#### Dataset excerpts

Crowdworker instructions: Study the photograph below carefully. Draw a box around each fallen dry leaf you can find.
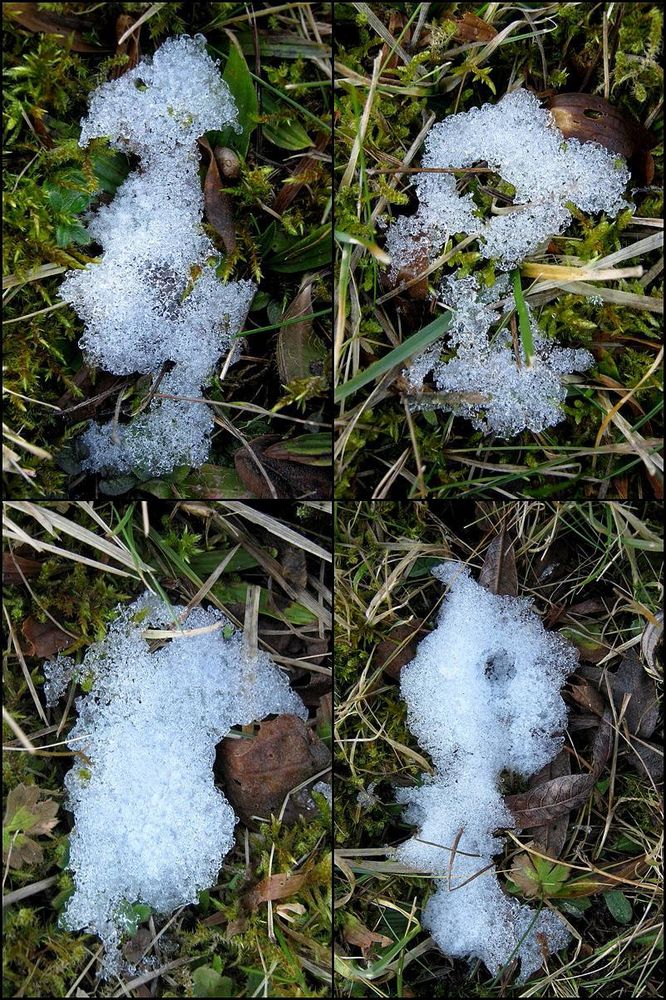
[545,94,656,184]
[199,139,236,254]
[447,11,497,42]
[342,913,393,958]
[275,280,326,385]
[504,774,595,830]
[514,750,571,856]
[243,871,310,910]
[610,653,659,739]
[22,615,74,659]
[565,674,606,718]
[234,434,331,500]
[277,539,308,590]
[479,531,518,597]
[641,611,664,668]
[218,715,330,822]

########

### Task details
Update the entries above so that "photograph" reads "image", keeping everything else the same. Omit the pictures from your answer.

### Reply
Crowdworker instructions: Study the image below carefully. Draw a box around each fallen dry leaf you can find.
[545,94,656,184]
[199,139,236,254]
[447,11,497,42]
[342,913,393,958]
[275,280,326,385]
[504,774,595,830]
[514,750,571,856]
[243,871,310,910]
[610,653,659,739]
[22,615,74,659]
[565,674,606,718]
[234,434,331,500]
[277,539,308,590]
[479,531,518,597]
[641,611,664,668]
[218,715,330,822]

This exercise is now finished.